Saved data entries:
---+---

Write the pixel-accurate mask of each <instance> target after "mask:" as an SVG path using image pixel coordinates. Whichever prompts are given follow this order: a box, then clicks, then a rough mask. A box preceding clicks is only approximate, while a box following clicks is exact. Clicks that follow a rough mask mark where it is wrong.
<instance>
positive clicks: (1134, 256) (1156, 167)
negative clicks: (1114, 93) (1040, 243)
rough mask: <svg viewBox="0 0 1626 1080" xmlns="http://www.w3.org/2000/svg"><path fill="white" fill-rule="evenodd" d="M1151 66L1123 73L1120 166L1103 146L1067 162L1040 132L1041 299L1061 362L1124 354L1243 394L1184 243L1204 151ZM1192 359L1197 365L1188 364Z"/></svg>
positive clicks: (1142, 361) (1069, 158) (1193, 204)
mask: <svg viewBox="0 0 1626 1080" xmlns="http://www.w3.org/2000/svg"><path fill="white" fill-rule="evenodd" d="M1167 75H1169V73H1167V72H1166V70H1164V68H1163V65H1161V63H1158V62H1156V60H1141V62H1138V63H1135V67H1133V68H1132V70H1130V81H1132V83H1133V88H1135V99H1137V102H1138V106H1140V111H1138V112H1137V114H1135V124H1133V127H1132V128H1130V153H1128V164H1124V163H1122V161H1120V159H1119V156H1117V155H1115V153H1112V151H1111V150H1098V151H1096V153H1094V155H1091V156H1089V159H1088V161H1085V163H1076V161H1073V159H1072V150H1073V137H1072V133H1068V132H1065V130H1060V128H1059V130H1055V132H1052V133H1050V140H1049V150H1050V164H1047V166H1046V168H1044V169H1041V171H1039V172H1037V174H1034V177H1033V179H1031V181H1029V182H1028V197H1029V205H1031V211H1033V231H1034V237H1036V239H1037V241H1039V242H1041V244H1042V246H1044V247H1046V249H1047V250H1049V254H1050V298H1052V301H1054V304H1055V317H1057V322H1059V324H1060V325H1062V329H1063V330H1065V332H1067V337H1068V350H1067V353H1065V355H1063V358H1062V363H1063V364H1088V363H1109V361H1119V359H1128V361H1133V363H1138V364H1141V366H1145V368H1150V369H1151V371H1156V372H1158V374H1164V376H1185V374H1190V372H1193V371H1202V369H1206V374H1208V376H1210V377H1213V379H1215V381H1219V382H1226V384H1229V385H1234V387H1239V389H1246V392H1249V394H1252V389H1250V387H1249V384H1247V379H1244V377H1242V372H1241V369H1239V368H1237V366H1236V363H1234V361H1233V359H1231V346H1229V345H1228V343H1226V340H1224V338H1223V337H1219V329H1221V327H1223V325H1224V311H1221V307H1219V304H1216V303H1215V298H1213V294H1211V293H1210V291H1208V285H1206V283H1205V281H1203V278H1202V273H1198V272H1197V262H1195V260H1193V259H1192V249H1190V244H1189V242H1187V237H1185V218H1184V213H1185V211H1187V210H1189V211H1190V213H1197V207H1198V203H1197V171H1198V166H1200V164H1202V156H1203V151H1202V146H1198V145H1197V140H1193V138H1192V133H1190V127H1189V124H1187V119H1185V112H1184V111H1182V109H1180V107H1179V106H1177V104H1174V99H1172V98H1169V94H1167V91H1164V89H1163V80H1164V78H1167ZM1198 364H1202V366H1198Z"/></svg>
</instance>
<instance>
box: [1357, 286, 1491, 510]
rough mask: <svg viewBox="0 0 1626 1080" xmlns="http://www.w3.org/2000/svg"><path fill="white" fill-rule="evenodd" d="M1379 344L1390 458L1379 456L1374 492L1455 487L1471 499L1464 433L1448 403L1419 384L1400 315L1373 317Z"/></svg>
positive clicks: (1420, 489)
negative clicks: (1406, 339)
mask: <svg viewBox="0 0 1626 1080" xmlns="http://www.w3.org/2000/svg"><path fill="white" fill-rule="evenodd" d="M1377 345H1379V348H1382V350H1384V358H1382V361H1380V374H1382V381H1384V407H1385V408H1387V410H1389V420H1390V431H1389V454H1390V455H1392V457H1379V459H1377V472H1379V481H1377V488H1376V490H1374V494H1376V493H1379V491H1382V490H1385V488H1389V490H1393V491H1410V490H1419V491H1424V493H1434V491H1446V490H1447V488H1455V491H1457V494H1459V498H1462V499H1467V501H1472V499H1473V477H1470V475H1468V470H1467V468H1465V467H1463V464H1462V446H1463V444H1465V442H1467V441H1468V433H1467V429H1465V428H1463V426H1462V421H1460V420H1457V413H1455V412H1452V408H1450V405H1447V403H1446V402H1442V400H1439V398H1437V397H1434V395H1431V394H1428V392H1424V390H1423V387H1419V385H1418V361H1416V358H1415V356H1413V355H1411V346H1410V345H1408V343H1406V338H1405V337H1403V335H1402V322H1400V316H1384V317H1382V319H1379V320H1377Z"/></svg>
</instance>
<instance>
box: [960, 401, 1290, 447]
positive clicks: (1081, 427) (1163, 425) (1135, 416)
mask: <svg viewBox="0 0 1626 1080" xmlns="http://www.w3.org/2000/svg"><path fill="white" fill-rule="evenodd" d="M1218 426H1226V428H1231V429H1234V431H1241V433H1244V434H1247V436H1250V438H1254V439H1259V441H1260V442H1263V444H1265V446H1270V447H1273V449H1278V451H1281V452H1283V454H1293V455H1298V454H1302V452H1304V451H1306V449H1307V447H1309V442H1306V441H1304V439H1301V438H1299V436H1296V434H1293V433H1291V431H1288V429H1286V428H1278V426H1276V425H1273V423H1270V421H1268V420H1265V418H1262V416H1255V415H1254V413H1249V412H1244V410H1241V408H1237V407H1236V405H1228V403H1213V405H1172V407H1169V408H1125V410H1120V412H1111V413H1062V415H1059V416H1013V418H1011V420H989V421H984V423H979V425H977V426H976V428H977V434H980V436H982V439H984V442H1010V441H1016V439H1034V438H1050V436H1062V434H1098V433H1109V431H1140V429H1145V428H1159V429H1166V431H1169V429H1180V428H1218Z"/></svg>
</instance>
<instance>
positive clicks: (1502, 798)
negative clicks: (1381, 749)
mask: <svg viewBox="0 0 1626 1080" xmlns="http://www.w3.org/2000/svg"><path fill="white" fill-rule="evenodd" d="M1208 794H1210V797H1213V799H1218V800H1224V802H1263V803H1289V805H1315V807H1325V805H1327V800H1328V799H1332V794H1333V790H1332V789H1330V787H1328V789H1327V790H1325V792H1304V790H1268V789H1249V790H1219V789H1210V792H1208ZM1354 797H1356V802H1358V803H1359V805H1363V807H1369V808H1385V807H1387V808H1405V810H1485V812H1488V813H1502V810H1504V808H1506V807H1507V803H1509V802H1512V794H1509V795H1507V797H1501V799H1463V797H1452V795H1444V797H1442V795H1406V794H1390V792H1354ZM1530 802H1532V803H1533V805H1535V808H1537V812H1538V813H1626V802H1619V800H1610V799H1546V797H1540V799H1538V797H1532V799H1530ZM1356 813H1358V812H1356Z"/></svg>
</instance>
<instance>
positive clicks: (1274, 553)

---+---

• PROBLEM REQUIREMENTS:
Output the complete data verbatim.

• ANSWER SPACE:
Write the pixel-accurate mask of each <instance> target after "mask:" as an SVG path using image pixel coordinates. Whichever prompts are given follow this order: a box, then clicks, then a rough mask. A box preceding clicks is only approximate, while a box following clicks is exact. Clicks that follow a rough mask mark where it is wrong.
<instance>
positive clicks: (1134, 256) (1156, 167)
negative clicks: (1114, 93) (1040, 243)
rough mask: <svg viewBox="0 0 1626 1080" xmlns="http://www.w3.org/2000/svg"><path fill="white" fill-rule="evenodd" d="M1151 66L1123 73L1120 166L1103 146L1067 162L1040 132L1041 299L1061 362L1124 354L1243 394L1184 243L1204 151ZM1192 359L1197 365L1188 364Z"/></svg>
positive clicks: (1142, 361) (1069, 158) (1193, 204)
mask: <svg viewBox="0 0 1626 1080" xmlns="http://www.w3.org/2000/svg"><path fill="white" fill-rule="evenodd" d="M1167 75H1169V73H1167V72H1166V70H1164V68H1163V65H1161V63H1158V62H1156V60H1141V62H1138V63H1135V67H1133V68H1132V70H1130V81H1132V83H1133V88H1135V99H1137V102H1138V106H1140V111H1138V112H1137V114H1135V124H1133V127H1132V128H1130V153H1128V164H1124V163H1122V161H1120V159H1119V156H1117V155H1115V153H1112V151H1111V150H1098V151H1096V153H1094V155H1091V156H1089V159H1088V161H1085V163H1076V161H1073V159H1072V150H1073V137H1072V133H1068V132H1065V130H1060V128H1059V130H1055V132H1052V133H1050V140H1049V150H1050V164H1047V166H1046V168H1044V169H1041V171H1039V172H1037V174H1034V177H1033V179H1031V181H1029V182H1028V197H1029V205H1031V211H1033V231H1034V237H1036V239H1037V241H1039V242H1041V244H1042V246H1044V247H1046V249H1047V250H1049V254H1050V298H1052V301H1054V304H1055V317H1057V322H1059V324H1060V325H1062V329H1063V330H1065V332H1067V337H1068V350H1067V353H1065V355H1063V358H1062V363H1063V364H1088V363H1109V361H1119V359H1128V361H1133V363H1138V364H1141V366H1145V368H1150V369H1151V371H1156V372H1158V374H1164V376H1185V374H1190V372H1193V371H1202V369H1206V374H1208V376H1210V377H1213V379H1215V381H1219V382H1226V384H1229V385H1234V387H1239V389H1246V392H1249V394H1252V389H1250V387H1249V384H1247V379H1244V377H1242V372H1241V369H1239V368H1237V366H1236V363H1234V361H1233V359H1231V346H1229V345H1228V343H1226V340H1224V338H1223V337H1219V329H1221V327H1223V325H1224V311H1221V307H1219V304H1216V303H1215V298H1213V294H1211V293H1210V291H1208V285H1206V283H1205V281H1203V278H1202V273H1198V272H1197V262H1195V260H1193V259H1192V249H1190V244H1189V242H1187V237H1185V218H1184V213H1185V211H1187V210H1189V211H1190V213H1197V207H1198V203H1197V171H1198V166H1200V164H1202V156H1203V151H1202V146H1198V145H1197V140H1193V138H1192V133H1190V127H1189V124H1187V119H1185V112H1184V111H1182V109H1180V107H1179V106H1177V104H1174V99H1172V98H1169V94H1167V91H1164V89H1163V80H1164V78H1167ZM1198 364H1202V366H1198Z"/></svg>
</instance>
<instance>
box: [1357, 286, 1491, 510]
rough mask: <svg viewBox="0 0 1626 1080" xmlns="http://www.w3.org/2000/svg"><path fill="white" fill-rule="evenodd" d="M1379 344L1390 458L1379 456L1374 492L1455 487L1471 499L1464 433L1448 403L1419 384L1400 315L1373 317Z"/></svg>
positive clicks: (1420, 489)
negative clicks: (1406, 339)
mask: <svg viewBox="0 0 1626 1080" xmlns="http://www.w3.org/2000/svg"><path fill="white" fill-rule="evenodd" d="M1377 345H1379V348H1382V350H1384V358H1382V361H1380V374H1382V381H1384V407H1385V408H1387V410H1389V420H1390V431H1389V454H1390V455H1392V457H1379V459H1377V472H1379V481H1377V488H1376V490H1374V494H1376V493H1379V491H1382V490H1385V488H1389V490H1393V491H1410V490H1419V491H1424V493H1434V491H1446V490H1447V488H1455V491H1457V494H1459V498H1462V499H1467V501H1472V499H1473V477H1470V475H1468V470H1467V468H1465V467H1463V464H1462V446H1463V444H1465V442H1467V441H1468V433H1467V429H1465V428H1463V426H1462V421H1460V420H1457V413H1455V412H1452V408H1450V405H1447V403H1446V402H1442V400H1439V398H1437V397H1434V395H1431V394H1428V392H1424V390H1423V387H1419V385H1418V361H1416V358H1415V356H1413V355H1411V346H1410V345H1408V343H1406V338H1405V337H1403V335H1402V322H1400V316H1384V317H1382V319H1379V320H1377Z"/></svg>
</instance>
<instance>
box: [960, 401, 1290, 447]
positive clicks: (1081, 427) (1163, 425) (1135, 416)
mask: <svg viewBox="0 0 1626 1080" xmlns="http://www.w3.org/2000/svg"><path fill="white" fill-rule="evenodd" d="M1218 426H1226V428H1231V429H1234V431H1241V433H1244V434H1247V436H1250V438H1254V439H1259V441H1260V442H1263V444H1265V446H1270V447H1273V449H1278V451H1281V452H1283V454H1293V455H1298V454H1302V452H1304V451H1306V449H1307V447H1309V442H1306V441H1304V439H1301V438H1299V436H1296V434H1293V433H1291V431H1288V429H1286V428H1278V426H1276V425H1273V423H1270V421H1268V420H1265V418H1262V416H1255V415H1254V413H1249V412H1244V410H1241V408H1237V407H1236V405H1228V403H1213V405H1172V407H1169V408H1125V410H1120V412H1111V413H1062V415H1059V416H1013V418H1011V420H989V421H984V423H979V425H977V426H976V428H977V434H980V436H982V439H984V442H1010V441H1016V439H1034V438H1050V436H1062V434H1098V433H1109V431H1140V429H1145V428H1159V429H1166V431H1169V429H1180V428H1218Z"/></svg>
</instance>
<instance>
positive clicks: (1502, 798)
negative clicks: (1381, 749)
mask: <svg viewBox="0 0 1626 1080" xmlns="http://www.w3.org/2000/svg"><path fill="white" fill-rule="evenodd" d="M1208 794H1210V797H1213V799H1218V800H1224V802H1263V803H1289V805H1315V807H1325V805H1327V800H1328V799H1332V794H1333V790H1332V789H1330V787H1328V789H1327V790H1325V792H1304V790H1268V789H1249V790H1219V789H1210V792H1208ZM1354 797H1356V802H1358V803H1359V805H1363V807H1369V808H1385V807H1387V808H1405V810H1485V812H1488V813H1502V810H1504V808H1506V807H1507V803H1509V802H1512V794H1509V795H1507V797H1501V799H1463V797H1452V795H1444V797H1442V795H1406V794H1390V792H1354ZM1530 802H1532V803H1533V805H1535V808H1537V812H1538V813H1626V802H1619V800H1610V799H1546V797H1540V799H1538V797H1532V799H1530ZM1356 813H1358V812H1356Z"/></svg>
</instance>
<instance>
positive clicks: (1274, 553)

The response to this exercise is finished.